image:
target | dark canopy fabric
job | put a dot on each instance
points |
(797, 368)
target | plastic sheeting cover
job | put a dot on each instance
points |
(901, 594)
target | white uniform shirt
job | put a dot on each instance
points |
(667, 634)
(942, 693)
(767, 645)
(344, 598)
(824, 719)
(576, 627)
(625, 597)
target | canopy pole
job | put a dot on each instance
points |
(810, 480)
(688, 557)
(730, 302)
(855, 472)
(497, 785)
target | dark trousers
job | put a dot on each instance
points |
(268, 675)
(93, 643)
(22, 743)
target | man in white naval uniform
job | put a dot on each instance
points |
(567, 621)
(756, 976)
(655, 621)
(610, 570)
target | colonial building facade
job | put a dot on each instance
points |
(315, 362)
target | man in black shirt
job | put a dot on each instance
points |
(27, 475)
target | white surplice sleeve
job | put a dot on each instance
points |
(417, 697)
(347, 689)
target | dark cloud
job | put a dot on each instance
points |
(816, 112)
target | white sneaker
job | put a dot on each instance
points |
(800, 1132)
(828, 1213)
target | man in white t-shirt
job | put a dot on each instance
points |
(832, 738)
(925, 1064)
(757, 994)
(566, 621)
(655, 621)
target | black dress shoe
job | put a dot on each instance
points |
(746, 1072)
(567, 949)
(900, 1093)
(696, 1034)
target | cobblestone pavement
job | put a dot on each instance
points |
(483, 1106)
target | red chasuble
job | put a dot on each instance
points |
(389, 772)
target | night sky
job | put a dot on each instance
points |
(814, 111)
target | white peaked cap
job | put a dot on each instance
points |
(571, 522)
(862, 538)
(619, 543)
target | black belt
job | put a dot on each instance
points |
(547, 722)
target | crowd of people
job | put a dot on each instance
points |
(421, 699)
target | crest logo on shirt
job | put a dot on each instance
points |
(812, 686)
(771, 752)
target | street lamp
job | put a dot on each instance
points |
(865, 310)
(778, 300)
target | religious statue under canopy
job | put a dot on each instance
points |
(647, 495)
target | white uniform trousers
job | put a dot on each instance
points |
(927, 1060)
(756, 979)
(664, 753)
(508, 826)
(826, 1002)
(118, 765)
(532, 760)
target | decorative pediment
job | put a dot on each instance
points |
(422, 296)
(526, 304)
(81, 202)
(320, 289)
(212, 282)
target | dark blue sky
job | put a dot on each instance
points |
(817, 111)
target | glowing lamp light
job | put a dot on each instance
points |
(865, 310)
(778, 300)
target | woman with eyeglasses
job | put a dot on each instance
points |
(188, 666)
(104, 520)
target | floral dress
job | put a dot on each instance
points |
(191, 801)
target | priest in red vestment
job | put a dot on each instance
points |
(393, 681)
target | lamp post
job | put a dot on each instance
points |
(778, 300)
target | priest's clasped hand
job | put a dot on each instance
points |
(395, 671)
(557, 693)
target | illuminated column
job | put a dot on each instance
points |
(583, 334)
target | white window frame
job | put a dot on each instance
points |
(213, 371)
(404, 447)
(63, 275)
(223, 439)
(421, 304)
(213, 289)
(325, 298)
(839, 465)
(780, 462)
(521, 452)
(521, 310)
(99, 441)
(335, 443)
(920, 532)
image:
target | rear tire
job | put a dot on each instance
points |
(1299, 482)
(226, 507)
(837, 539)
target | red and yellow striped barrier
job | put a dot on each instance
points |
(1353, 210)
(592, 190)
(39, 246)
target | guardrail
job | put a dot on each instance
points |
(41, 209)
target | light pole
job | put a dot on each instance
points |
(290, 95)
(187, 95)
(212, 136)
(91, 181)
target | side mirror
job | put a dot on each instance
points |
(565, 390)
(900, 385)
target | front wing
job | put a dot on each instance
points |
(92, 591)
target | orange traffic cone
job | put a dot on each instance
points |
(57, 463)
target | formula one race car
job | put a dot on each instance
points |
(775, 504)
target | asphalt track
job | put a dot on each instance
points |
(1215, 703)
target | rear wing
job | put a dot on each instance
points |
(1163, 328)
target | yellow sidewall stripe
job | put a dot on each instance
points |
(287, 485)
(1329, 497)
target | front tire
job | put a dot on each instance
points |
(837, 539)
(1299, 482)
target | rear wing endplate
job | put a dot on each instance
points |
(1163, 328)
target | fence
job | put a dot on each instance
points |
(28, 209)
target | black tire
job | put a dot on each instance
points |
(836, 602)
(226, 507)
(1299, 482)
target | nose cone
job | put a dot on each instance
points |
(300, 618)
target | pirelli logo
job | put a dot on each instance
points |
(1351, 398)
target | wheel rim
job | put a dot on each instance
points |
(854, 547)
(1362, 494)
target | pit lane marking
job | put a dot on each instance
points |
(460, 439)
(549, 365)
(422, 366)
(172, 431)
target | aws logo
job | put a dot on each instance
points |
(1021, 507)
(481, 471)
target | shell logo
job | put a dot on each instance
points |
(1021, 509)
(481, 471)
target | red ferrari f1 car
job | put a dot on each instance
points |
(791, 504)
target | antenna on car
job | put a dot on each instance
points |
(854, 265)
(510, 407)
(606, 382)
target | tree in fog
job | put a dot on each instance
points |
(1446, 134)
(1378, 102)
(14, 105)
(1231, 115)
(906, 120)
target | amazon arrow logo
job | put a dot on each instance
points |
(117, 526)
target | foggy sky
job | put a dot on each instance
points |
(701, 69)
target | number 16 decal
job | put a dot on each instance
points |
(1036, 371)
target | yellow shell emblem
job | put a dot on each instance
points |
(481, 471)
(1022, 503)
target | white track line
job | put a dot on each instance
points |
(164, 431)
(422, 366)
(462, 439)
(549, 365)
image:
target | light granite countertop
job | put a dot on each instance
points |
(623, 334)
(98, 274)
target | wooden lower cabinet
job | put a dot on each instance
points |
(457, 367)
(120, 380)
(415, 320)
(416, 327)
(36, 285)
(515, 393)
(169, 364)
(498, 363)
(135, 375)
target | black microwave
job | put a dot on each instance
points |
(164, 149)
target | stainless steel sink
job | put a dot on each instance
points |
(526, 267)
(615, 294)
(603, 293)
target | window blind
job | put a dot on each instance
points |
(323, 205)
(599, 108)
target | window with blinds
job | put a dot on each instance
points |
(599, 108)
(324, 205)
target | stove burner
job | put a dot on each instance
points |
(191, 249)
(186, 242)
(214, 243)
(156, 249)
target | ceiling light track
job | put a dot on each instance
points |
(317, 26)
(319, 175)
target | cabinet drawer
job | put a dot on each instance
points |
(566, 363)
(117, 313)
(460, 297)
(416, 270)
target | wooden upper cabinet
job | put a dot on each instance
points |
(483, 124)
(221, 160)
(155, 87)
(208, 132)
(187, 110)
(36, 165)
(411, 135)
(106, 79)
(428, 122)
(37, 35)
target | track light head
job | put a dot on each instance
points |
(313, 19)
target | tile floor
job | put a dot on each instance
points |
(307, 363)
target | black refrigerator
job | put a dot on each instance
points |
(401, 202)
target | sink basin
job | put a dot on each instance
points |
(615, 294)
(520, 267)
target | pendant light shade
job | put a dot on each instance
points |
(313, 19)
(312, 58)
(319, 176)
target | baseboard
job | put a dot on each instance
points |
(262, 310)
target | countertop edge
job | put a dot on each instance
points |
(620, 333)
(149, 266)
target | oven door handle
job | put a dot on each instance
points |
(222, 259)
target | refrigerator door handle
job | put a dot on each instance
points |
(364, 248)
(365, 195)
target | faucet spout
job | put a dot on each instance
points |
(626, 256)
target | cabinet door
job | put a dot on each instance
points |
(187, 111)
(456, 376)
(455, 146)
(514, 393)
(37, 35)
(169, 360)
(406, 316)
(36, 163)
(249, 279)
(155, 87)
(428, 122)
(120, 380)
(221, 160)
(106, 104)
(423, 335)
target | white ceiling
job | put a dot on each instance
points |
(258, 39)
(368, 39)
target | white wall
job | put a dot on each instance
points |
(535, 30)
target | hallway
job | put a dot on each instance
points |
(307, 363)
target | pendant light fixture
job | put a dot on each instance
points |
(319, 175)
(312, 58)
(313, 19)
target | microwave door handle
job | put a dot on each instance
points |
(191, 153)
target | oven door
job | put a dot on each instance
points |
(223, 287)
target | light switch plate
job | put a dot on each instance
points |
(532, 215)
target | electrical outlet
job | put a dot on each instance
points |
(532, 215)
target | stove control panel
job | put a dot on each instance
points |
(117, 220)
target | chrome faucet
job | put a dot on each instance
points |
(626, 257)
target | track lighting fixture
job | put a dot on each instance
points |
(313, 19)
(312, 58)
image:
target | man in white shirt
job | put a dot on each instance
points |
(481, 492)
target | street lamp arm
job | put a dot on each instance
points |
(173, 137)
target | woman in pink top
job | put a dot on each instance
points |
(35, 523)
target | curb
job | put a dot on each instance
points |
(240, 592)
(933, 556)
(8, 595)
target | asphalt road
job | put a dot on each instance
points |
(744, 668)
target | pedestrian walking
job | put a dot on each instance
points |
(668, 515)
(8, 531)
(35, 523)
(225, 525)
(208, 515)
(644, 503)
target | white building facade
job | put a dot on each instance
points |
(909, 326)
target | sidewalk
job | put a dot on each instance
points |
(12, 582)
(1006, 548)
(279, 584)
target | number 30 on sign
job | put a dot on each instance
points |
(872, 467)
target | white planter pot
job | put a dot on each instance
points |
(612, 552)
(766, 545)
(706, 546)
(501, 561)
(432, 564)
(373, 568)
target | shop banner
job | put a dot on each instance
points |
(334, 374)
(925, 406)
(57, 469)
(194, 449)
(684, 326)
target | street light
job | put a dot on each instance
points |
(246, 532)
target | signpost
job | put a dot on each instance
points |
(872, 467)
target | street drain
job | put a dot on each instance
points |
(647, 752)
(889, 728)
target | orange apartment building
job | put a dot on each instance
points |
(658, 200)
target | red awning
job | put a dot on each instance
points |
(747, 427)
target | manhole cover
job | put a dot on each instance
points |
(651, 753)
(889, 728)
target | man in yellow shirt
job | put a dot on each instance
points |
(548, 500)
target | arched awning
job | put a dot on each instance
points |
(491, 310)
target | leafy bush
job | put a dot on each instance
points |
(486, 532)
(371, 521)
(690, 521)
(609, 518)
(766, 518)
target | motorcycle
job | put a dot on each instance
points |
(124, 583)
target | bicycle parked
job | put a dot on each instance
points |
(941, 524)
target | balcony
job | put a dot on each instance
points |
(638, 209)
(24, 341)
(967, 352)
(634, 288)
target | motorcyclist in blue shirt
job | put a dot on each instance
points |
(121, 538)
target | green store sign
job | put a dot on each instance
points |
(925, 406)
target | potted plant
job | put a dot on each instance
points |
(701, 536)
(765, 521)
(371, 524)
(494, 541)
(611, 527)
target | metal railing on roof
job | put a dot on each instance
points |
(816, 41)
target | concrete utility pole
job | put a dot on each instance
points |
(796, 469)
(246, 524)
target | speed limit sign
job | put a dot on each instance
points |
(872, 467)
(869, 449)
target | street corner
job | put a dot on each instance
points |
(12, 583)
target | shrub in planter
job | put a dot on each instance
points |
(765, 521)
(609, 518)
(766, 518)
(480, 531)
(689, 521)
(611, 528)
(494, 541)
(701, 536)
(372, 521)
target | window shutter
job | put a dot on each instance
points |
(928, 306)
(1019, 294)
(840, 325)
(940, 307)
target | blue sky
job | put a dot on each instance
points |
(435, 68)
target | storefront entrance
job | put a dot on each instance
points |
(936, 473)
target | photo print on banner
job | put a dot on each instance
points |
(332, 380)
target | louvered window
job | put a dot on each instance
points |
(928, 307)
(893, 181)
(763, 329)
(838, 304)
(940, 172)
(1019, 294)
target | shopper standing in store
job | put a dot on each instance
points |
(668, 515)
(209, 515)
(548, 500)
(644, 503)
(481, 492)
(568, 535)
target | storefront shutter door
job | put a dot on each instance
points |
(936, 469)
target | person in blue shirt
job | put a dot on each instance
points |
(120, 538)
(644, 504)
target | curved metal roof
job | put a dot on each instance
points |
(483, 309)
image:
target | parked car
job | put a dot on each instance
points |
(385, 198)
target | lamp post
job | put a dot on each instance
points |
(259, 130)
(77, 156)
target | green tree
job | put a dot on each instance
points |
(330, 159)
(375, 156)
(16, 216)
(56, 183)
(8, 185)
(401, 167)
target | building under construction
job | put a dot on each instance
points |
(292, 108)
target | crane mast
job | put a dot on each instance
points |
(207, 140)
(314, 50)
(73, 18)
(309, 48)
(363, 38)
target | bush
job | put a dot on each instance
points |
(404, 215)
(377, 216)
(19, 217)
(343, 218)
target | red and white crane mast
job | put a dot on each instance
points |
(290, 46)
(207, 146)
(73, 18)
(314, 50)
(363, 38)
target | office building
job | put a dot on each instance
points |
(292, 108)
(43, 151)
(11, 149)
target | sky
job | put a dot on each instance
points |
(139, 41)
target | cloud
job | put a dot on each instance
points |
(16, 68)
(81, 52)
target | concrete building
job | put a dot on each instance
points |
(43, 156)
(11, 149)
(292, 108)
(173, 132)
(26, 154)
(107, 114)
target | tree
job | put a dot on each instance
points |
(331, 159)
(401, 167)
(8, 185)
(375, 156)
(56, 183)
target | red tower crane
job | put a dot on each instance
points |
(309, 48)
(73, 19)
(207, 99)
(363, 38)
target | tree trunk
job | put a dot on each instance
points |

▶ _Work instructions_
Render the stretch of the listing from its first line through the line containing "(828, 1213)" as a numbered list, omitting any blank lines.

▶ _Solution below_
1. image:
2. target | dark canopy fabric
3. job | put a dot on each instance
4. points |
5. (797, 368)
6. target | plastic sheeting cover
7. job | put a dot on each instance
8. points |
9. (901, 594)
10. target | white uniform shirt
11. job | put a dot on each instance
12. points |
13. (667, 634)
14. (942, 693)
15. (767, 645)
16. (344, 598)
17. (824, 719)
18. (576, 627)
19. (625, 597)
20. target | canopy pole
21. job | put a dot on each instance
22. points |
23. (810, 480)
24. (688, 557)
25. (730, 302)
26. (855, 472)
27. (497, 785)
28. target | dark trousers
29. job | put a dot on each instance
30. points |
31. (268, 675)
32. (93, 643)
33. (22, 743)
34. target | man in white naval uniform
35. job | put a dot on each instance
36. points |
37. (567, 621)
38. (756, 976)
39. (655, 621)
40. (610, 570)
41. target | colonial building facade
42. job | put a dot on each instance
43. points |
44. (315, 362)
45. target | man in black shirt
46. job | put a dot on each instance
47. points |
48. (27, 475)
49. target | white surplice sleeve
50. job | put a dot on each instance
51. points |
52. (417, 697)
53. (347, 689)
54. target | dark cloud
55. job | put a dot on each instance
56. points |
57. (816, 112)
58. target | white sneaker
59. job | put a dot on each instance
60. points |
61. (800, 1132)
62. (828, 1213)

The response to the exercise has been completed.